→ **EXERCISE DIRECTIONS**
Write the data out again, word for word.

RECORDS SUPPLIED section start

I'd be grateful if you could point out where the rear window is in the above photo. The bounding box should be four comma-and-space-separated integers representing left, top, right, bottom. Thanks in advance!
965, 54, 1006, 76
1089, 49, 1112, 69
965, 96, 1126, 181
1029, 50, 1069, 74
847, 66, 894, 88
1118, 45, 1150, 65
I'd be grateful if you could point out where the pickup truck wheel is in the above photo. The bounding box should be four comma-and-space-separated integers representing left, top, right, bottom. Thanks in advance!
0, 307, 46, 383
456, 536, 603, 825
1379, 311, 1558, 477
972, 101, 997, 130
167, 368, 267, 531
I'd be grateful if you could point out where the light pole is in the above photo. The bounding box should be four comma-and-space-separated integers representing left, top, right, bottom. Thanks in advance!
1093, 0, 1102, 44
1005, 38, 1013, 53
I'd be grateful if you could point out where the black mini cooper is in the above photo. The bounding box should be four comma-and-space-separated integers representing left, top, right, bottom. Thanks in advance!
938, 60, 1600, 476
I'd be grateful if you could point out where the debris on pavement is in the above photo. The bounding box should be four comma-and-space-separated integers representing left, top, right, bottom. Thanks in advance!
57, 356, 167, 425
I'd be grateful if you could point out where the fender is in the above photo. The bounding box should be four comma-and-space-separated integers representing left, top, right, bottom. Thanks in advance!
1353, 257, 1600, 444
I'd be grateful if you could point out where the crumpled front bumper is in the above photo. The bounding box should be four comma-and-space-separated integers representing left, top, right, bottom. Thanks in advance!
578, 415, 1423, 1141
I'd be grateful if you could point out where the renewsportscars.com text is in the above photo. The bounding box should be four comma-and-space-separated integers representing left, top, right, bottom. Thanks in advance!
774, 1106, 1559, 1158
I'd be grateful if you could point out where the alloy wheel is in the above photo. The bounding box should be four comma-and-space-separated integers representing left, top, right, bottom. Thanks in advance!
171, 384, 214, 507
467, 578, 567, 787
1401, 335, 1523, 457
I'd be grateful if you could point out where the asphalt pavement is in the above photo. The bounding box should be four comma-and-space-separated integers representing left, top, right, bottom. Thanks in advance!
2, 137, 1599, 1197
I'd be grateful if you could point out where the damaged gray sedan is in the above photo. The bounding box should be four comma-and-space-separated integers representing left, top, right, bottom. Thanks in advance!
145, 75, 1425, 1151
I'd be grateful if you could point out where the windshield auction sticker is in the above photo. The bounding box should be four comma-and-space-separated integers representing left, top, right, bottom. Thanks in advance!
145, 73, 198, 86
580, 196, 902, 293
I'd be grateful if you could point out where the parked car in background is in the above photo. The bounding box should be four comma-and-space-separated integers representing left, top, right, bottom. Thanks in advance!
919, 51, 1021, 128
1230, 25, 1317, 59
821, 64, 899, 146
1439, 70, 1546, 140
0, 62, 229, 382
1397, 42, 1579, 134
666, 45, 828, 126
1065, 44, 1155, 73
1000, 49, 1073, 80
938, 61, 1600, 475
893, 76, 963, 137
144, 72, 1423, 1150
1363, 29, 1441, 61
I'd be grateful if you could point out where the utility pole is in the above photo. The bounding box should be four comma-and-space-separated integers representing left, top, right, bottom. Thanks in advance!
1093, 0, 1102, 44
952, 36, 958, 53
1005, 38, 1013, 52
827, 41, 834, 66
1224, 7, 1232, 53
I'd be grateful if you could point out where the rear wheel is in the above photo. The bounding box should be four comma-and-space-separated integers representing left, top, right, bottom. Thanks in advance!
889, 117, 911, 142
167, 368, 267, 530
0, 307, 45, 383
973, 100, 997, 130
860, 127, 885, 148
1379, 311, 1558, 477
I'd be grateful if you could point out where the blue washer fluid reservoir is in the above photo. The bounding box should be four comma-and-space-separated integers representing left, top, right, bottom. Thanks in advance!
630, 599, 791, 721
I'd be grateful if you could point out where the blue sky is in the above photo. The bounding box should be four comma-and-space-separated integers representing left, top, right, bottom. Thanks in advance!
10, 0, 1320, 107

RECORDS SUPPLIED section end

→ **FINISHED EXERCISE**
I'd be grateful if you could point out where the rear window is in the above photo. The bounding box should be four comma-and-space-separated integers representing left, top, right, bottom. Thanks in advance!
965, 54, 1006, 76
1089, 49, 1112, 69
965, 96, 1126, 181
1029, 50, 1069, 74
847, 66, 894, 88
1118, 45, 1150, 65
I'd be grateful if you could point out where the pickup truck wheel is in the above photo. The bounding box should be four comma-and-space-separated integers representing left, top, right, bottom. Thanks in advance!
0, 307, 46, 383
456, 536, 603, 825
1379, 311, 1558, 477
972, 101, 997, 130
167, 368, 267, 531
I'd be grateful if you could point out where the light pole is in the above photo. The bounding box should be four comma-and-space-separated integers representing left, top, right, bottom. Thanks in advance!
1093, 0, 1102, 44
1005, 38, 1013, 53
I'd be grateful if you could point out where the black mini cooper is in the above photo. The bounding box should be four comma-and-space-separated integers representing left, top, right, bottom. Thanks in advance!
938, 60, 1600, 476
I'd be grateful if you could point out where the debris on pavement is in the above photo. The bounding box should be four comma-and-space-separated integers representing left, top, right, bottom. Thanks in advance!
57, 356, 167, 425
I'd be grateful if you could point out where the fender is in the above photo. The bounding box should be four comma-and-space-separated integers representing left, top, right, bottom. Thanks in advance!
1353, 257, 1600, 444
I'd be grateful if you could point out where the crumpled front bumper is in the above photo. The bounding box should be four comma-and-space-separated integers representing left, top, right, bottom. Thanks in advance!
578, 415, 1423, 1141
I'd be grateful if you could point out where the renewsportscars.com text is in the above photo. The bounding box should be four comma-and-space-separated integers representing left, top, right, bottom. Thanks in advance!
774, 1106, 1559, 1158
I'd be grateful if you could point out where the alloy wheel is in the above photo. The bounding box should be four comma-and-space-separated integers representing left, top, right, bottom. Thanks in advance!
171, 384, 214, 507
467, 578, 567, 787
1401, 335, 1523, 457
I'd be grateful if you could point out where the asphalt pavement is in the above photo. The bounding box should be four comma-and-space-separated integers representing left, top, right, bottom. Thanks in advance!
2, 137, 1599, 1197
I'd be grateful if you could point out where the damaged gray sedan is in the above photo. The bounding box should be four comma-and-space-separated integers representing left, top, right, bottom. Thanks in advance!
145, 75, 1425, 1151
I'd be grateful if you could point out where the windshield auction sticker is in the above photo. The bounding box should be four comma-and-space-separated integers representing left, top, right, bottom. Thanks in advance!
145, 73, 198, 86
580, 196, 902, 293
I'd be grateful if you could point out where the parked car in background is in the above photo. The bounding box should be four comma-and-space-separated integers representing left, top, right, bottom. Thanks in advance!
919, 51, 1021, 128
1230, 25, 1317, 59
821, 64, 899, 146
1439, 70, 1546, 140
0, 62, 229, 382
1397, 42, 1579, 134
666, 45, 828, 126
1065, 44, 1155, 73
1000, 49, 1073, 80
938, 61, 1600, 475
893, 76, 963, 137
144, 72, 1423, 1150
1363, 29, 1441, 61
I'd be grateful if you could point out where the utility pole is in the above photo. The bounding box should be four comma-and-space-separated integers representing left, top, right, bottom. Thanks in advance!
1093, 0, 1102, 44
952, 36, 958, 53
1005, 38, 1013, 52
827, 41, 834, 66
1224, 7, 1232, 53
I'd be grateful if you could point out where the rear wheel is in the above photo. The bounding box should be four comma-and-space-separated integers representing left, top, right, bottom. Thanks in advance!
889, 117, 911, 142
167, 368, 267, 530
0, 307, 45, 383
973, 100, 997, 130
860, 127, 885, 148
1379, 311, 1558, 477
I'd be grateful if you could point out where the blue washer fluid reservoir is in the above photo. The bounding box should be four comma-and-space-separated integers representing left, top, right, bottom. Thanks in advance!
630, 599, 791, 721
I'd be grateful if you could point out where the blue sky is in the above photo. The bounding box should be four comma-and-space-separated integers representing left, top, right, bottom. Thanks in advance!
10, 0, 1320, 107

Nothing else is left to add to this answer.